'''

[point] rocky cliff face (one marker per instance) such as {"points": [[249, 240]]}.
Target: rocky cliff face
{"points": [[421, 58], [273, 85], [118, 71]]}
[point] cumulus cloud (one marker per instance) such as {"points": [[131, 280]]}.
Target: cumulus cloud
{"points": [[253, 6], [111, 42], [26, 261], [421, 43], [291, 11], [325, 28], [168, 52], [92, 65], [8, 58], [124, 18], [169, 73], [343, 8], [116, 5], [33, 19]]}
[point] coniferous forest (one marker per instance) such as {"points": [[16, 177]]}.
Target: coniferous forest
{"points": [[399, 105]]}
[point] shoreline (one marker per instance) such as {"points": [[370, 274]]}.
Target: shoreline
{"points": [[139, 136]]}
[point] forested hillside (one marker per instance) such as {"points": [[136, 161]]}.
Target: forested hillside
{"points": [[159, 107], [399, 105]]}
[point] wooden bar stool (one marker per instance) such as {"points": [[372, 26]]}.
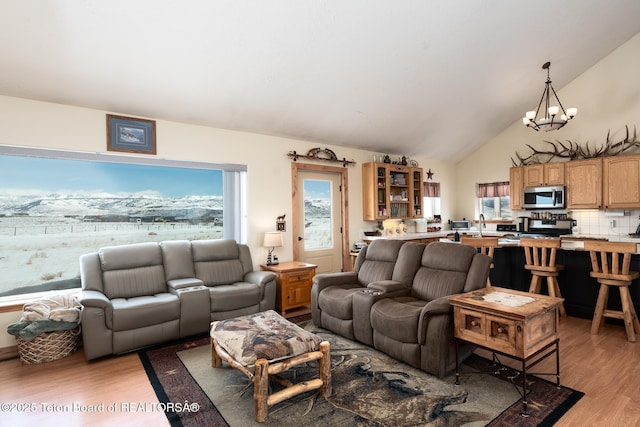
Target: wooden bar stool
{"points": [[484, 245], [616, 273], [540, 256]]}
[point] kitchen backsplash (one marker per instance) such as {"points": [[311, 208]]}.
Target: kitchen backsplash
{"points": [[593, 222]]}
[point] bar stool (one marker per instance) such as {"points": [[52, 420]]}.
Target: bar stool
{"points": [[540, 256], [616, 274], [484, 245]]}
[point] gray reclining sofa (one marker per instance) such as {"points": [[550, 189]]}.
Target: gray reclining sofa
{"points": [[405, 310], [142, 294]]}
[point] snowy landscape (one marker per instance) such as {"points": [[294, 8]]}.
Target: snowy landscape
{"points": [[42, 237]]}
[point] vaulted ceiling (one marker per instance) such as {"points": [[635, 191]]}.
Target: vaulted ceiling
{"points": [[436, 78]]}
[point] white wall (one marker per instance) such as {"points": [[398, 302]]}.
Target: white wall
{"points": [[607, 97], [47, 125]]}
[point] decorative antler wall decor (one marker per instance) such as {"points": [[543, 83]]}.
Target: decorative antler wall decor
{"points": [[572, 151], [320, 154]]}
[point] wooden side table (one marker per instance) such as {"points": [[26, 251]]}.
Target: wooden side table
{"points": [[516, 324], [293, 287]]}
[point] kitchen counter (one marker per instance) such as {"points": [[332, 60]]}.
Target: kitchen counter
{"points": [[438, 235], [568, 241]]}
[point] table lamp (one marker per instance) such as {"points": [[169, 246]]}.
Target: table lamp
{"points": [[272, 240]]}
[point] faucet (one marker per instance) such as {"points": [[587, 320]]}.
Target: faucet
{"points": [[483, 224]]}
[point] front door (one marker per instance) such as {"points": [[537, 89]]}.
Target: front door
{"points": [[318, 229]]}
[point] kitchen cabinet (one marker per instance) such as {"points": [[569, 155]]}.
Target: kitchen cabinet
{"points": [[548, 174], [584, 184], [621, 177], [516, 184], [391, 191]]}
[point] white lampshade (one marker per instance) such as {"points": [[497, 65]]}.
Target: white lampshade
{"points": [[272, 239]]}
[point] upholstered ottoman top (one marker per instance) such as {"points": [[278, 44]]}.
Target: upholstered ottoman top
{"points": [[265, 335]]}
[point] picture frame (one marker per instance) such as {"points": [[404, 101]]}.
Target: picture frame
{"points": [[131, 135]]}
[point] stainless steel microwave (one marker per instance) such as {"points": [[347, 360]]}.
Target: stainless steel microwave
{"points": [[543, 197]]}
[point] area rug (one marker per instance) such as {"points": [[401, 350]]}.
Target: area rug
{"points": [[369, 389]]}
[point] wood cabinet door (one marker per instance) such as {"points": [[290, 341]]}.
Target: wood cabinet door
{"points": [[533, 175], [584, 184], [554, 173], [516, 185], [375, 191], [621, 182]]}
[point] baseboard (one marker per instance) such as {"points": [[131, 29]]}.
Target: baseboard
{"points": [[9, 352]]}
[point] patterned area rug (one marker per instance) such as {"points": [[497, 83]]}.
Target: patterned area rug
{"points": [[369, 389]]}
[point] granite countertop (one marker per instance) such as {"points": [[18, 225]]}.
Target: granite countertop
{"points": [[569, 241]]}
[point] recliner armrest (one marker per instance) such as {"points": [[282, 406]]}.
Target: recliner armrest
{"points": [[259, 277], [321, 281], [189, 282], [437, 307], [94, 299], [388, 286]]}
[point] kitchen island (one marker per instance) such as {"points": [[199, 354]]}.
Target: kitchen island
{"points": [[578, 288]]}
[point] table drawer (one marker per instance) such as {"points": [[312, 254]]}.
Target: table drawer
{"points": [[298, 277], [486, 330]]}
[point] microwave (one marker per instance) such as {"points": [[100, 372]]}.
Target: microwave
{"points": [[543, 197], [460, 225]]}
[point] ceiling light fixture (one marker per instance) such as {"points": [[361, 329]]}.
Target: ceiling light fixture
{"points": [[549, 120]]}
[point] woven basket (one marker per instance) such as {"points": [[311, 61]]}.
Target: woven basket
{"points": [[48, 346]]}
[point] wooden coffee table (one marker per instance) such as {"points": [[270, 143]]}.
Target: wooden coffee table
{"points": [[516, 324]]}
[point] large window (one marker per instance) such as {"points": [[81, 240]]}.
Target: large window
{"points": [[56, 206], [431, 193], [493, 200]]}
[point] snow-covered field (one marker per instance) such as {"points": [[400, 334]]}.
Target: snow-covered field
{"points": [[30, 257]]}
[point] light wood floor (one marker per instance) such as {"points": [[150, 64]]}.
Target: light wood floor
{"points": [[606, 367]]}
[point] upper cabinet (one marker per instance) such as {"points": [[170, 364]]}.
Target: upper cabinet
{"points": [[621, 182], [584, 184], [391, 191], [547, 174], [516, 184]]}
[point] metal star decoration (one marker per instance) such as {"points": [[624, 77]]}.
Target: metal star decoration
{"points": [[429, 174]]}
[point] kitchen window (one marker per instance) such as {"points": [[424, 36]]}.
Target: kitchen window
{"points": [[431, 192], [493, 200]]}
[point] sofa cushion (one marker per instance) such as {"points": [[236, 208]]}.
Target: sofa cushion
{"points": [[397, 318], [130, 256], [134, 282], [232, 297], [337, 300], [444, 271], [217, 262], [132, 270], [176, 255], [380, 260], [138, 312]]}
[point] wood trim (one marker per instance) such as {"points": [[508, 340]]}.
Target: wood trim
{"points": [[295, 167], [10, 352]]}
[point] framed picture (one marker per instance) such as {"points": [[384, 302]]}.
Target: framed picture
{"points": [[131, 135]]}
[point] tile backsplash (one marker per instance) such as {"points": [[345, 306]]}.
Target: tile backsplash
{"points": [[595, 222]]}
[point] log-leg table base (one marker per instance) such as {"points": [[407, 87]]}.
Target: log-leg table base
{"points": [[265, 369]]}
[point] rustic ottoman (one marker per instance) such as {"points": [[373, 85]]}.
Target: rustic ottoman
{"points": [[264, 344]]}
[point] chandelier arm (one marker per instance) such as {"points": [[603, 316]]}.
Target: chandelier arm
{"points": [[557, 99]]}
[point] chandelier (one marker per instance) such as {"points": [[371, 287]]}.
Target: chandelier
{"points": [[549, 118]]}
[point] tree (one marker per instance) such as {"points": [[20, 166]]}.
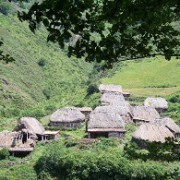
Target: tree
{"points": [[109, 30]]}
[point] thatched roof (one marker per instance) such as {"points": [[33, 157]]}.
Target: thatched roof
{"points": [[105, 118], [110, 88], [158, 103], [113, 100], [32, 125], [169, 123], [7, 138], [85, 109], [151, 132], [145, 113], [123, 111], [67, 115]]}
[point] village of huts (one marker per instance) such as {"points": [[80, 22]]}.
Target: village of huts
{"points": [[107, 120]]}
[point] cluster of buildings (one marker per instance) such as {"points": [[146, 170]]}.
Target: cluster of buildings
{"points": [[107, 120]]}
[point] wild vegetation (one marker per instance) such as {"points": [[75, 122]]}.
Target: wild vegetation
{"points": [[42, 79]]}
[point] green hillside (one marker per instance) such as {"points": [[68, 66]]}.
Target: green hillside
{"points": [[150, 76], [42, 74]]}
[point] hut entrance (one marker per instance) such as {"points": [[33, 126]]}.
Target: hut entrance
{"points": [[99, 134], [24, 138]]}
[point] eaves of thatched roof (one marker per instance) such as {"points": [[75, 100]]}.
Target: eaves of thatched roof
{"points": [[32, 125], [152, 133], [110, 88], [169, 123], [67, 115], [158, 103], [104, 118], [145, 113], [7, 138]]}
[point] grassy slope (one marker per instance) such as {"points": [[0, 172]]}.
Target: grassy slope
{"points": [[151, 76], [23, 82]]}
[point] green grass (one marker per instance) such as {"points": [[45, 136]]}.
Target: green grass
{"points": [[26, 86], [149, 76]]}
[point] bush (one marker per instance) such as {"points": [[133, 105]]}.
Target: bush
{"points": [[5, 8], [4, 153], [42, 62]]}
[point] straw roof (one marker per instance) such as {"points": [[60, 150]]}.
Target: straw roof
{"points": [[67, 115], [151, 132], [105, 118], [110, 88], [85, 109], [32, 125], [169, 123], [113, 100], [145, 113], [7, 138], [158, 103]]}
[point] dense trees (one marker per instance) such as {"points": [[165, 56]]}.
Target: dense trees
{"points": [[109, 30]]}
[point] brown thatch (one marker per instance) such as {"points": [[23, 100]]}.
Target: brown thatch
{"points": [[168, 123], [7, 138], [32, 125], [145, 113], [110, 88], [113, 100], [85, 109], [157, 103], [105, 118], [152, 133], [67, 115]]}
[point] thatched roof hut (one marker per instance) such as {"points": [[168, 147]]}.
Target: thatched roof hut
{"points": [[106, 119], [168, 123], [103, 88], [144, 114], [152, 133], [67, 117], [7, 138], [113, 100], [158, 103], [85, 110], [31, 125]]}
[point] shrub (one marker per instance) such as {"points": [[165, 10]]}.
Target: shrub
{"points": [[42, 62], [4, 153], [5, 7]]}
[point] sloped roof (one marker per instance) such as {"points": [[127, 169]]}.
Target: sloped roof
{"points": [[67, 115], [145, 113], [7, 138], [159, 102], [32, 125], [110, 88], [113, 100], [169, 123], [151, 132], [104, 118]]}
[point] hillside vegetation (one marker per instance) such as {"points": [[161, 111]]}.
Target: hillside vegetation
{"points": [[41, 75]]}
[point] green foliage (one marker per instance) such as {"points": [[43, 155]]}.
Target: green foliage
{"points": [[89, 28], [98, 163], [5, 7], [4, 153]]}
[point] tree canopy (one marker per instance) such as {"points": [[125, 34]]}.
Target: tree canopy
{"points": [[109, 30]]}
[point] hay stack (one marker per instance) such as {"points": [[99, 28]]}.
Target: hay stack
{"points": [[67, 115], [105, 119], [168, 123], [104, 88], [144, 114], [152, 133], [159, 103], [32, 125], [7, 138]]}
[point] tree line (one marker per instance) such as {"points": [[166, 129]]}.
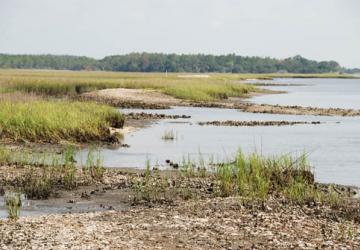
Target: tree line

'''

• [TASK DETAILS] To complete this exercise, transcribe exactly the lines above from the one that holds "Target: shoreline" through the one that holds "[point] wooden side". Pictures stay out.

• [SOLUTION]
Target: shoreline
{"points": [[139, 136]]}
[point] forested hillside (one marker per instance) such as {"points": [[136, 161]]}.
Target: forested hillside
{"points": [[159, 107], [399, 105]]}
[point] wooden bar stool (one marker per instance) such as {"points": [[372, 26]]}.
Target: wooden bar stool
{"points": [[484, 245], [616, 273], [540, 256]]}
[point] kitchen backsplash (one marker per instance) such as {"points": [[311, 208]]}.
Target: kitchen backsplash
{"points": [[593, 222]]}
[point] bar stool (one marker per instance) such as {"points": [[52, 420]]}.
Target: bar stool
{"points": [[540, 256], [616, 274], [484, 245]]}
[point] gray reclining sofa (one marker per instance) such as {"points": [[550, 189]]}.
Target: gray reclining sofa
{"points": [[405, 310], [142, 294]]}
[point] snowy landscape (one marker per instance) such as {"points": [[294, 8]]}.
Target: snowy landscape
{"points": [[42, 237]]}
[point] vaulted ceiling (one marker per instance) such as {"points": [[635, 191]]}.
Target: vaulted ceiling
{"points": [[436, 78]]}
[point] white wall (one marker per instance) such as {"points": [[398, 302]]}.
Target: white wall
{"points": [[607, 97], [47, 125]]}
[point] decorative antler wall decor (one marker per instance) such as {"points": [[543, 83]]}.
Target: decorative antler wall decor
{"points": [[572, 151], [320, 154]]}
[point] wooden side table (one marker per instance) such as {"points": [[26, 251]]}.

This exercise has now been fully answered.